• **WHAT THE TASK ASKS**
Count the lines in the rows below that contain the string "evenodd". Reply with that number only.

______

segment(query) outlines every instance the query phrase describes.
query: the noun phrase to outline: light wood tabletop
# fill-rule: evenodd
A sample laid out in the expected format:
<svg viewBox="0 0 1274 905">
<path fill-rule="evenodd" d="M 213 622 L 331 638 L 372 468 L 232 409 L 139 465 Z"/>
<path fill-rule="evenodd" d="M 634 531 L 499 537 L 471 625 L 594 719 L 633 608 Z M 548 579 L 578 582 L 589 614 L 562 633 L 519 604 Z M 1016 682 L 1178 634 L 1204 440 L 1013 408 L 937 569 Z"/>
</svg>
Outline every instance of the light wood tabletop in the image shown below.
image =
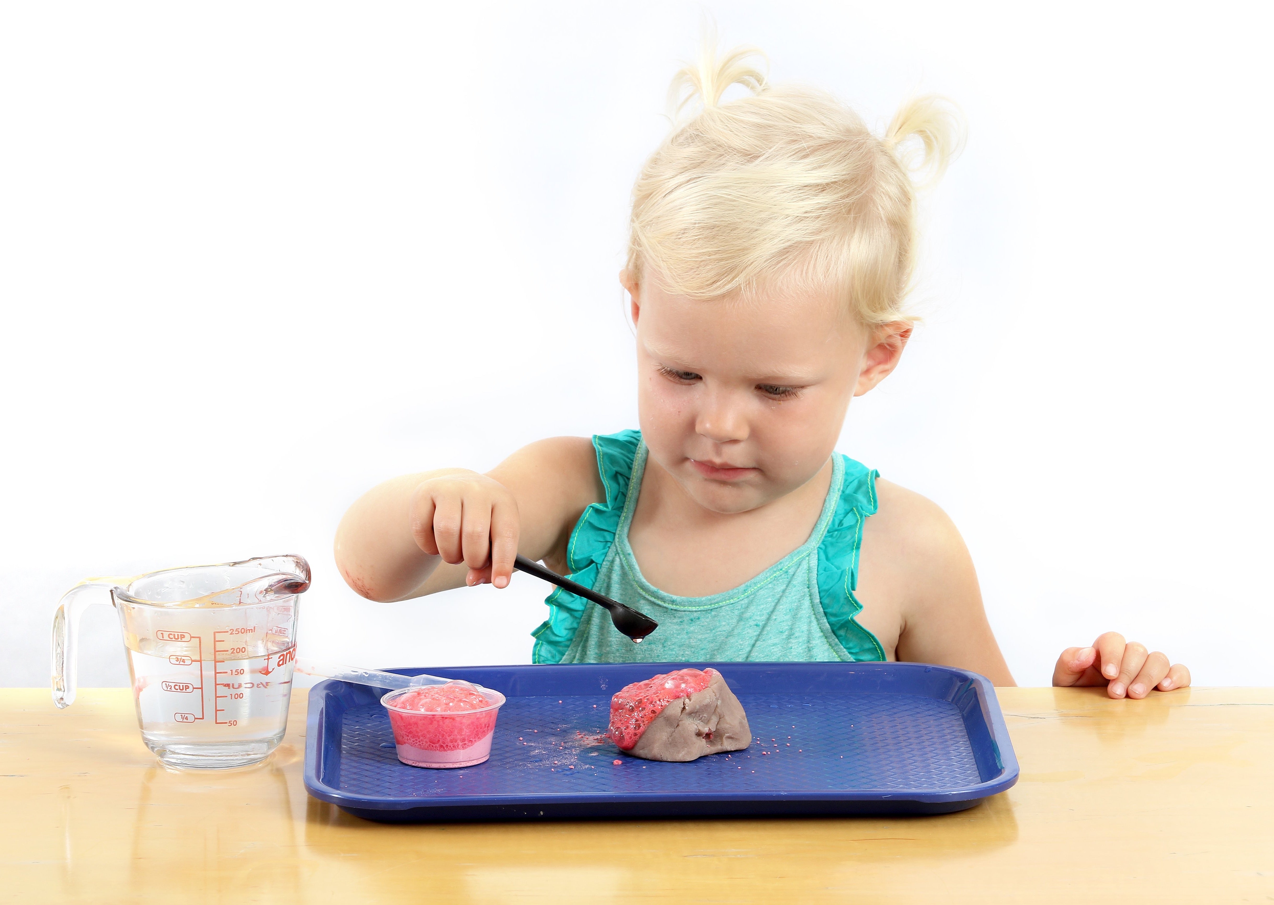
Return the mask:
<svg viewBox="0 0 1274 905">
<path fill-rule="evenodd" d="M 934 817 L 394 826 L 265 762 L 178 771 L 127 689 L 0 691 L 0 897 L 19 902 L 1268 902 L 1274 689 L 999 689 L 1022 778 Z"/>
</svg>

______

• **FINISHED TASK**
4